Please return each entry in the listing exactly.

[Opening Data excerpts section]

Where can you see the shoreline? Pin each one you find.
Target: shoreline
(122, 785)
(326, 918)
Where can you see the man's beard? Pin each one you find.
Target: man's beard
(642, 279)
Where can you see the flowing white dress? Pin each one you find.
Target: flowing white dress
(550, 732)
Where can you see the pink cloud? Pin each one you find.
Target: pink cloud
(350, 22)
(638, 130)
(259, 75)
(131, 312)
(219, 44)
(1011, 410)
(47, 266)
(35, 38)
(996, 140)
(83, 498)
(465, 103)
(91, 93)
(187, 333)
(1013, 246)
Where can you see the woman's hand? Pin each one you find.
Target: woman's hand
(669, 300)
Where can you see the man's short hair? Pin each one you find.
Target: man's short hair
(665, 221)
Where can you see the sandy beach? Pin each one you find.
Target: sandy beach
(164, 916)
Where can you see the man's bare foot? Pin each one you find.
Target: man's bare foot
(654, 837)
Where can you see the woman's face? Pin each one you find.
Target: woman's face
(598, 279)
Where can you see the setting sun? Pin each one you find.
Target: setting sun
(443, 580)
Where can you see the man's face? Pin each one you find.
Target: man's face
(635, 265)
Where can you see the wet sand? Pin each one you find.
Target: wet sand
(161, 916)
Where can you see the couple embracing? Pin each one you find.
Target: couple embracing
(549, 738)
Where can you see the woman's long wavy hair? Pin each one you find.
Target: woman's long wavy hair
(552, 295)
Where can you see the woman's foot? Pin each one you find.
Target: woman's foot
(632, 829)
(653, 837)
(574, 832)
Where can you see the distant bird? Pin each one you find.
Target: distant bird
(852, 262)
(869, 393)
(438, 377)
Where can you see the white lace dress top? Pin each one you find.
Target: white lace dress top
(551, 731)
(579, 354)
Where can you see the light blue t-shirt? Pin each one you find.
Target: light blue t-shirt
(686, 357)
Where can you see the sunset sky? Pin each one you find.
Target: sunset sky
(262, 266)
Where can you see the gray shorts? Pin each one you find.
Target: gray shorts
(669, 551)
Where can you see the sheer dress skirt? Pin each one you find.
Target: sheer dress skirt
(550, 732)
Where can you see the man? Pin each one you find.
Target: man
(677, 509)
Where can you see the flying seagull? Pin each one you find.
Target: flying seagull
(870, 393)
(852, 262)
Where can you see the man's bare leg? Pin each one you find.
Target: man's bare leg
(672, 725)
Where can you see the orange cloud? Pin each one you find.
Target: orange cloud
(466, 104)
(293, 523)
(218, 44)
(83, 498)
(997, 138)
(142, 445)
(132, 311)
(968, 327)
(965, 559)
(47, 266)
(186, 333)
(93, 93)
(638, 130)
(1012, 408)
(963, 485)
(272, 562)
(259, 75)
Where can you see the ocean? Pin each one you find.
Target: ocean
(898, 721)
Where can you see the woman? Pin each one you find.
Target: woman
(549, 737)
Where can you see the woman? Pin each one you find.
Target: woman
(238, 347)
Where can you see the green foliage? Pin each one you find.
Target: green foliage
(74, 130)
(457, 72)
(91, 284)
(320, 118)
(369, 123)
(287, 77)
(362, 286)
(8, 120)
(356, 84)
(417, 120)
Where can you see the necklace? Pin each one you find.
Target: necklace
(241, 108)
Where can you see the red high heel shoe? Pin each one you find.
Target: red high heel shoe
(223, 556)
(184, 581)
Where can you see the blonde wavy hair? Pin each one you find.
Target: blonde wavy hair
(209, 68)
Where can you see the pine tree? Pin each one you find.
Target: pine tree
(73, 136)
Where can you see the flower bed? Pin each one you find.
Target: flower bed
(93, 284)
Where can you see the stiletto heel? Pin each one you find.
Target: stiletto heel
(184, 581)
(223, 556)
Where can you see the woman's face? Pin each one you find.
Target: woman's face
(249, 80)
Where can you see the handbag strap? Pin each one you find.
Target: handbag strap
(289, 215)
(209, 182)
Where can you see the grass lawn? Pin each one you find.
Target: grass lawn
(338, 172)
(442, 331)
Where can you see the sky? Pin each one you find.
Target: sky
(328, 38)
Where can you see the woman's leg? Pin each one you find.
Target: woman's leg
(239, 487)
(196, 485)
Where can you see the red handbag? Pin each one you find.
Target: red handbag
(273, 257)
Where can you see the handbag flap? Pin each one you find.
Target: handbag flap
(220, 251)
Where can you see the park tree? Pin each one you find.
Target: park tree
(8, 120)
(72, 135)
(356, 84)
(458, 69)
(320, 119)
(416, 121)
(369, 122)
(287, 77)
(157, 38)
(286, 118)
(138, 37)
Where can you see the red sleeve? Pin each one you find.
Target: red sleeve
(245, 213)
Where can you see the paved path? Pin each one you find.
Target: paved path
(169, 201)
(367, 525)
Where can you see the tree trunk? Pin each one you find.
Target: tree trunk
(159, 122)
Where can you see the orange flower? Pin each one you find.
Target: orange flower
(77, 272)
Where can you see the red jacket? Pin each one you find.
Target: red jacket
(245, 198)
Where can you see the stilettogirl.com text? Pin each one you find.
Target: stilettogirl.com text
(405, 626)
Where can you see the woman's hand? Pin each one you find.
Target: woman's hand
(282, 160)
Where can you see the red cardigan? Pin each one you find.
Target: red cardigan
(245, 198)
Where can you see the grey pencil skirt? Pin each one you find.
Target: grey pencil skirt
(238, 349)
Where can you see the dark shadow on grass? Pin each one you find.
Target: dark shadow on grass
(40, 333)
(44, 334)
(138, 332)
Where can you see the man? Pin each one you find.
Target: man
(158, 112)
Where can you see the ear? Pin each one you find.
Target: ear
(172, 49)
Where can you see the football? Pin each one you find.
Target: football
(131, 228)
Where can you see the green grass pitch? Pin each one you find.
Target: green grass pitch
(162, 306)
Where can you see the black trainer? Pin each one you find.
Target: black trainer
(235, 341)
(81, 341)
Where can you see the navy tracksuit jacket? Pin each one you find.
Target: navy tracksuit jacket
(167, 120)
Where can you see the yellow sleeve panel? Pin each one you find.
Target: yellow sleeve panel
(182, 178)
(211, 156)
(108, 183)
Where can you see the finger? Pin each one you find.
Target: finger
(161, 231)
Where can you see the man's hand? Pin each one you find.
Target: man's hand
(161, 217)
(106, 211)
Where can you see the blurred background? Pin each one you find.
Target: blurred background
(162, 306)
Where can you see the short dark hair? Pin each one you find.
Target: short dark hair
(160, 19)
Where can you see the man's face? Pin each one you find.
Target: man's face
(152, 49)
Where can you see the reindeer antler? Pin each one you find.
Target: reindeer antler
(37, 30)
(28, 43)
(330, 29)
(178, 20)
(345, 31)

[Closing Data excerpts section]

# Solution for this task:
Where can you see the shoreline? Pin each one you find.
Target: shoreline
(122, 785)
(326, 918)
Where can you see the man's beard? Pin each one you find.
Target: man's beard
(642, 279)
Where can you see the flowing white dress? Pin each one you find.
Target: flowing white dress
(550, 732)
Where can you see the pink cloud? Pin each one you find.
Target: pink cloud
(350, 22)
(638, 130)
(259, 75)
(131, 312)
(219, 44)
(1011, 410)
(47, 266)
(35, 38)
(996, 140)
(83, 498)
(465, 103)
(91, 93)
(187, 333)
(1013, 246)
Where can you see the woman's hand? Pin each one you find.
Target: woman's hand
(669, 300)
Where can you see the man's short hair? Pin each one you find.
Target: man's short hair
(665, 221)
Where can you see the sandy beach? Pin each one you find.
Target: sandy beach
(164, 916)
Where can you see the man's bare foot? Pin each one you find.
Target: man's bare foot
(654, 837)
Where can you see the woman's face? Pin each one you find.
Target: woman's face
(598, 279)
Where can you see the setting sun? Pin each one you find.
Target: setting sun
(443, 580)
Where can you see the man's face? Pin each one you find.
Target: man's face
(635, 265)
Where can you see the wet sand? Pin each one you find.
Target: wet sand
(161, 916)
Where can you see the couple embracing? Pin each one you find.
Target: couple embracing
(549, 738)
Where can you see the woman's long wavy hair? Pin each one you find.
Target: woman's long wavy hair
(552, 295)
Where can you see the woman's foot? Pin each one you find.
Target: woman's foot
(632, 829)
(653, 837)
(574, 832)
Where can you see the distant bird? Pin each one you find.
Target: distant bird
(852, 262)
(869, 393)
(438, 377)
Where can you see the white lace dress top? Pin each one you find.
Target: white lace dress top
(551, 731)
(579, 354)
Where can you see the light blue t-shirt? Pin each one you find.
Target: light blue t-shirt
(686, 357)
Where can you see the sunset sky? Pin each one you find.
Target: sunset sky
(262, 266)
Where can you see the gray shorts? Pin each one you find.
Target: gray shorts
(669, 551)
Where can you see the sheer dress skirt? Pin each one you find.
Target: sheer dress skirt
(550, 732)
Where can you see the man? Pin each one you find.
Target: man
(677, 509)
Where can you see the flying seagull? Pin each one you find.
Target: flying seagull
(870, 393)
(852, 262)
Where can you see the man's bare leg? Pin each one you find.
Target: man's bare leg
(672, 725)
Where can you see the orange cloud? Pin each one you find.
Target: orange cloud
(466, 104)
(293, 523)
(218, 44)
(83, 498)
(997, 138)
(142, 445)
(132, 311)
(968, 327)
(965, 559)
(47, 266)
(186, 333)
(93, 93)
(638, 130)
(1012, 408)
(963, 485)
(272, 562)
(259, 75)
Where can you see the ocean? Pin each one you find.
Target: ocean
(898, 721)
Where can you see the woman? Pin each one you find.
Target: woman
(549, 737)
Where can you see the woman? Pin each one you find.
Target: woman
(238, 347)
Where can you see the green foliage? Pin each one you find.
Target: green foliage
(74, 130)
(457, 72)
(91, 284)
(320, 118)
(369, 123)
(287, 77)
(362, 286)
(8, 120)
(356, 84)
(417, 120)
Where can you see the necklace? Pin each one you find.
Target: necklace
(241, 108)
Where can you see the red high heel shoe? Pin each one you find.
Target: red high heel shoe
(223, 556)
(184, 581)
Where can you see the blonde wavy hair? Pin each one you find.
Target: blonde wavy hair
(209, 68)
Where can you see the pine tree? Pin each one you find.
Target: pine tree
(73, 136)
Where can you see the flower bed? Pin each one you find.
Target: flower bed
(93, 284)
Where can you see the stiletto heel? Pin each one you find.
Target: stiletto heel
(184, 581)
(223, 556)
Where can you see the woman's face? Pin each one you find.
Target: woman's face
(249, 80)
Where can you see the handbag strap? Pin each one you find.
Target: handbag strap
(289, 215)
(209, 182)
Where can you see the grass lawn? Pin each one you find.
Target: grass lawn
(338, 172)
(442, 331)
Where can you see the sky? Pin each one you find.
Target: sky
(328, 38)
Where can you see the woman's leg? Pin each one you find.
Target: woman's leg
(239, 487)
(196, 485)
Where can you see the red handbag? Pin each one you find.
Target: red handbag
(273, 257)
Where can you see the handbag flap? Pin each one you find.
Target: handbag flap
(220, 251)
Where can you see the park tree? Pin each one you find.
Target: park tree
(8, 120)
(72, 135)
(356, 84)
(458, 69)
(320, 119)
(416, 121)
(369, 122)
(287, 77)
(157, 38)
(286, 118)
(138, 37)
Where can you see the red sleeve? Pin each one you find.
Target: red sleeve
(245, 213)
Where can you see the paved path? Pin each one you find.
Target: paved path
(169, 201)
(367, 525)
Where can you see the tree trunk? Pin each one you find.
Target: tree trunk
(159, 122)
Where can you see the orange flower? Pin each one you find.
Target: orange flower
(77, 272)
Where can you see the red jacket? Pin each one you find.
Target: red jacket
(245, 198)
Where can you see the stilettogirl.com text? Pin each one you find.
Target: stilettogirl.com text
(405, 626)
Where can you see the woman's hand? Pin each one you find.
Target: woman's hand
(282, 160)
Where can you see the red cardigan? Pin each one you find.
Target: red cardigan
(245, 198)
Where can you see the grey pencil skirt? Pin each one you find.
Target: grey pencil skirt
(238, 349)
Where can you see the dark shadow on grass? Pin each one you find.
Target: dark shadow on grass
(40, 333)
(44, 334)
(138, 332)
Where can you see the man? Pin each one you find.
Target: man
(158, 112)
Where can you see the ear? Pin each one you find.
Target: ear
(172, 49)
Where can you see the football? Pin each one you find.
Target: football
(131, 228)
Where can you see the green grass pitch? Pin each one you find.
Target: green grass pitch
(162, 306)
Where can you see the black trainer? Pin each one you find.
Target: black trainer
(235, 341)
(81, 341)
Where can you see the navy tracksuit jacket? Pin each one you find.
Target: navy tracksuit jacket
(167, 120)
Where can you see the yellow sleeve panel? Pin each one you find.
Target: yellow sleeve panel
(182, 178)
(211, 156)
(108, 183)
Where can you see the finger? Pin each one you find.
Target: finger
(161, 231)
Where can you see the man's hand? Pin each one you find.
Target: man's hand
(161, 217)
(106, 211)
Where can you see the blurred background? Pin each one you find.
Target: blurred background
(162, 306)
Where can you see the short dark hair? Pin each one you find.
Target: short dark hair
(160, 19)
Where can you see the man's face? Pin each one you find.
Target: man's face
(152, 49)
Where can you see the reindeer antler? Pin each one you find.
Target: reindeer antler
(37, 30)
(28, 43)
(330, 29)
(178, 20)
(345, 31)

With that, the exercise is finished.